WHAT TO WORK ON: Revise the rows below by changing every "photograph" to "image" and leaving everything else as it is. Omit the pictures from your output.

** start of ROWS **

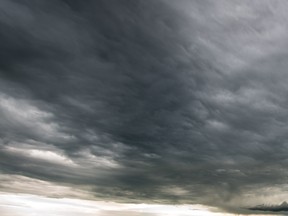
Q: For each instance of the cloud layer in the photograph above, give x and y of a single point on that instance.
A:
(146, 101)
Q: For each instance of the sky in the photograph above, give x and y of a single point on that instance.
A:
(143, 107)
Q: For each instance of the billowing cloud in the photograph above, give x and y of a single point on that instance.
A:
(145, 101)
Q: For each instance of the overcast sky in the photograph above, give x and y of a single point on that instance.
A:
(174, 103)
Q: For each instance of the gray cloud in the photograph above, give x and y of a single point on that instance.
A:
(146, 101)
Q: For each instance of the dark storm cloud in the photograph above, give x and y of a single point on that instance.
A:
(145, 100)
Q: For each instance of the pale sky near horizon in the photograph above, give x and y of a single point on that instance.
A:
(162, 105)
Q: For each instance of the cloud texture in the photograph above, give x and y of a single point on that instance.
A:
(146, 101)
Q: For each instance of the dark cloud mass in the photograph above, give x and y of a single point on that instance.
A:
(154, 101)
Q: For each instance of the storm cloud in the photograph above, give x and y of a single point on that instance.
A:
(154, 101)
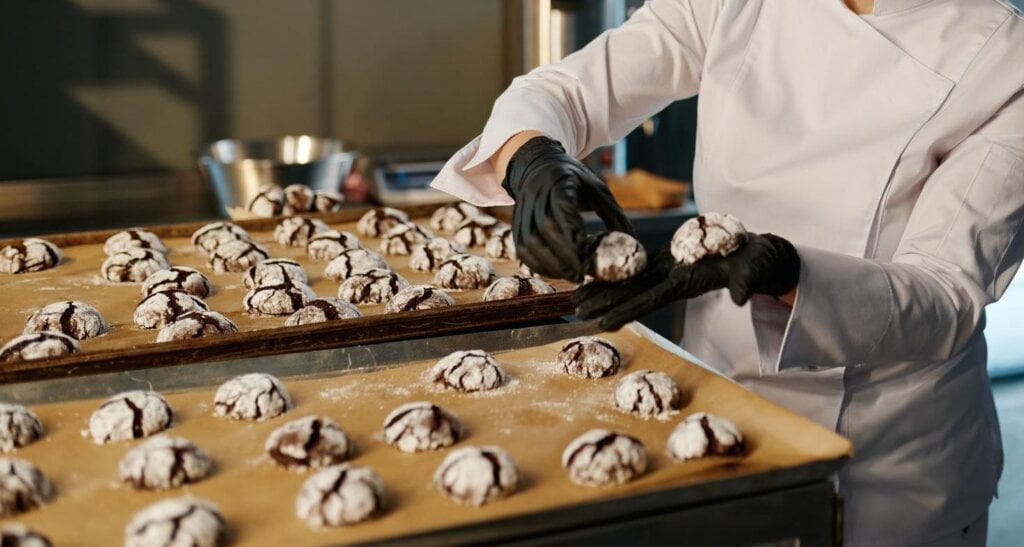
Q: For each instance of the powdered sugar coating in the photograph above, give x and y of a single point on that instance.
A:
(427, 256)
(377, 221)
(704, 434)
(208, 238)
(18, 427)
(197, 325)
(133, 265)
(601, 458)
(340, 496)
(252, 396)
(400, 239)
(474, 370)
(323, 310)
(130, 415)
(515, 287)
(619, 256)
(237, 255)
(274, 271)
(133, 239)
(178, 521)
(38, 345)
(476, 475)
(329, 244)
(78, 320)
(372, 287)
(282, 298)
(296, 230)
(589, 356)
(184, 279)
(418, 297)
(32, 254)
(464, 271)
(353, 261)
(164, 462)
(309, 442)
(164, 307)
(708, 235)
(648, 394)
(448, 217)
(23, 487)
(421, 426)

** end of ROWS **

REPLY:
Q: For each instance of the cloud layer in the image above, give x and y of a single point on that instance.
A:
(146, 101)
Q: For each instance of the sky in the image above, give x and y of a single point on that instance.
A:
(143, 107)
Q: For each instance of the billowing cloud in the image above, give x and y of a single point on that instance.
A:
(145, 101)
Q: For each instance of the overcast sky in the image above, give x and y of a single point on that instance.
A:
(174, 103)
Q: For each instance of the gray cloud in the image above, give x and y of a single point on that instance.
A:
(146, 101)
Q: For each instance of the dark storm cloud in the image above, give x and y of a single point on that instance.
A:
(145, 100)
Q: For each instance of the pale sky near horizon in the image above, give x and y of a single point on that instance.
A:
(162, 105)
Q: For each instance of the cloud texture in the image above, give x and y of a single point on that instance.
A:
(146, 101)
Q: For each instance of the dark cloud mass in the image above, give x and y of a single point on that instance.
A:
(154, 101)
Q: For each instance of the storm cloud in the image above, give x and y of a single point on that instance.
A:
(154, 101)
Q: For each instance of the powdered sugar coating in the image above, give x and y of a single point on that instance.
A:
(427, 256)
(377, 221)
(704, 434)
(208, 238)
(18, 427)
(197, 325)
(133, 265)
(601, 458)
(340, 496)
(252, 396)
(400, 239)
(474, 370)
(323, 310)
(130, 415)
(515, 287)
(619, 256)
(237, 255)
(274, 271)
(133, 239)
(178, 521)
(38, 345)
(476, 475)
(329, 244)
(78, 320)
(372, 287)
(282, 298)
(296, 230)
(589, 356)
(184, 279)
(418, 297)
(32, 254)
(464, 271)
(353, 261)
(164, 462)
(309, 442)
(164, 307)
(708, 235)
(648, 394)
(448, 217)
(23, 487)
(421, 426)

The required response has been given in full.